** PROVIDED ENTRIES follows **

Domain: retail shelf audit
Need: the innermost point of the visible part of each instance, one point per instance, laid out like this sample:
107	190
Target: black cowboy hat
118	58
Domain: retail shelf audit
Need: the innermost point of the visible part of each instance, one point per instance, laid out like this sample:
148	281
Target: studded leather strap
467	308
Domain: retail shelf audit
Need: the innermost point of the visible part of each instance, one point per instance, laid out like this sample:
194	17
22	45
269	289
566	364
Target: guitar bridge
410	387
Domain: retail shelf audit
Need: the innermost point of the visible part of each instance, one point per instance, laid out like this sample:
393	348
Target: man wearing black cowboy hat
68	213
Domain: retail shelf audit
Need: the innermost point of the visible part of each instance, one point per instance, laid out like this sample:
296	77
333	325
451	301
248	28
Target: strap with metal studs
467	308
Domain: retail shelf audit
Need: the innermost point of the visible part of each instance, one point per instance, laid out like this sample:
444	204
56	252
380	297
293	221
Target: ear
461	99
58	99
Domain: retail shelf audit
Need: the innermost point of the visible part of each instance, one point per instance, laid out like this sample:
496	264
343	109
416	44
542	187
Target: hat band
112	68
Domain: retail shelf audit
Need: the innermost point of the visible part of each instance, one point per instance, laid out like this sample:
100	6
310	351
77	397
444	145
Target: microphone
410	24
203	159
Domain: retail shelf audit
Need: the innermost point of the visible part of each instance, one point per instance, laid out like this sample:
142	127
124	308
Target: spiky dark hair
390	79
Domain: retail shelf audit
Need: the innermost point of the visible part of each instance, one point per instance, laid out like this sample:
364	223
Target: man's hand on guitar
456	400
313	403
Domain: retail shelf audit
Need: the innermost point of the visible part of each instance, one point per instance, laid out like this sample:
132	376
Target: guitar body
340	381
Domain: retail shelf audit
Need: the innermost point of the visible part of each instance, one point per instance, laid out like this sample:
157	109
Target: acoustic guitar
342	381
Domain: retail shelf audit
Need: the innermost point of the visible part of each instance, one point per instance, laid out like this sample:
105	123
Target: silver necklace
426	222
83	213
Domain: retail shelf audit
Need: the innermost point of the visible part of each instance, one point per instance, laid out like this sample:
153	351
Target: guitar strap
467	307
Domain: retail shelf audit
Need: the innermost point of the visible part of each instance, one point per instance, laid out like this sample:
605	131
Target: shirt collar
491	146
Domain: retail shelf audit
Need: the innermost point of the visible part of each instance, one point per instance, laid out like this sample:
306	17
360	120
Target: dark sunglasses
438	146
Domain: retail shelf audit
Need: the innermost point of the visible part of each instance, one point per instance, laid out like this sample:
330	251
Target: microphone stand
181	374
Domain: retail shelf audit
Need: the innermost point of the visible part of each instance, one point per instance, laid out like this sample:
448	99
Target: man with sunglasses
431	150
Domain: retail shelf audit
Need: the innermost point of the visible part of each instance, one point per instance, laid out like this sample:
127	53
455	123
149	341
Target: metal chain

** End of PROVIDED ENTRIES **

* TASK DIRECTIONS:
Repeat every entry word for word.

* THE COMPLETED TASK:
Domain: retail shelf audit
Need: the innermost point of the visible part of each instance, one point per instance, laid out like this sample:
107	190
Target: black cowboy hat
118	58
Domain: retail shelf audit
Need: the innermost point of the visible part of each instance, one point per instance, laid out like this sample:
148	281
Target: studded leather strap
467	308
Domain: retail shelf audit
Need: the innermost point of the visible part of each instance, one point per instance, laid out like this sample:
194	17
22	45
269	289
566	364
Target: guitar bridge
410	387
Domain: retail shelf audit
Need: the innermost point of the visible part of each instance, one point per instance, laid out like this sample:
393	348
Target: man wearing black cowboy hat
68	213
Domain: retail shelf audit
Need: the innermost point of the visible part of each instance, one point per instance, laid out like this sample:
296	77
333	325
451	301
248	28
Target: strap with metal studs
467	308
Domain: retail shelf audit
Need: the innermost point of the visible part of each instance, one point per instance, laid out like this sample:
444	204
56	252
380	297
293	221
Target: ear
461	99
58	99
Domain: retail shelf audit
Need: the innermost point of the visible part of each instance, one point per instance, laid out like this sample:
496	264
343	109
416	44
542	187
Target: hat band
112	68
Domain: retail shelf audit
Need: the innermost point of the visible part of each instance, one point per instance, laid out like this sample:
100	6
310	351
77	397
444	145
Target: microphone
410	24
203	159
Domain: retail shelf audit
Need: the innermost point of the visible part of each instance, one point per instance, laid out like this sample:
142	127
124	308
Target: spiky dark hair
390	79
Domain: retail shelf audit
Need: the innermost point of the visible part of each instance, one point per instance, laid out like this sample:
364	223
Target: man's hand on guitar
456	400
313	403
Domain: retail shelf audit
Need: the innermost point of the visible part of each instance, one point per instance, laid out like this sample:
132	376
Target: guitar body
340	381
Domain: retail shelf audit
Need: the innermost point of the visible part of each instance, one point per instance, laid out like this sample:
157	109
Target: acoustic guitar
342	381
Domain: retail shelf audit
Need: the innermost point of the visible part of each instance, one point per instance, laid out like this sample:
105	123
Target: silver necklace
426	222
83	213
Domain: retail shelf audit
Need: the innermost point of the visible part of each instance, one point per instance, laid out like this sample:
153	351
Target: guitar strap
467	307
Domain: retail shelf audit
Need: the innermost point of the visible part of each instance, one point per instance, laid out like this sample:
605	131
Target: shirt collar
491	146
Domain: retail shelf audit
Need: the innermost point of the visible part of each instance, one point per instance, laid out like this sample:
306	17
360	120
Target: dark sunglasses
438	146
Domain: retail shelf audit
Need: the innermost point of the visible part of each instance, one point per instance, laid out like this sample:
330	251
Target: microphone stand
181	374
Domain: retail shelf audit
Need: the innermost point of the visible part of each instance, one point per instance, laid out like this sample:
448	99
Target: man with sunglasses
431	150
Domain: retail shelf audit
Need: the innermost point of the visible part of each instance, one point per instance, laid out like this sample:
127	53
455	123
149	341
Target: metal chain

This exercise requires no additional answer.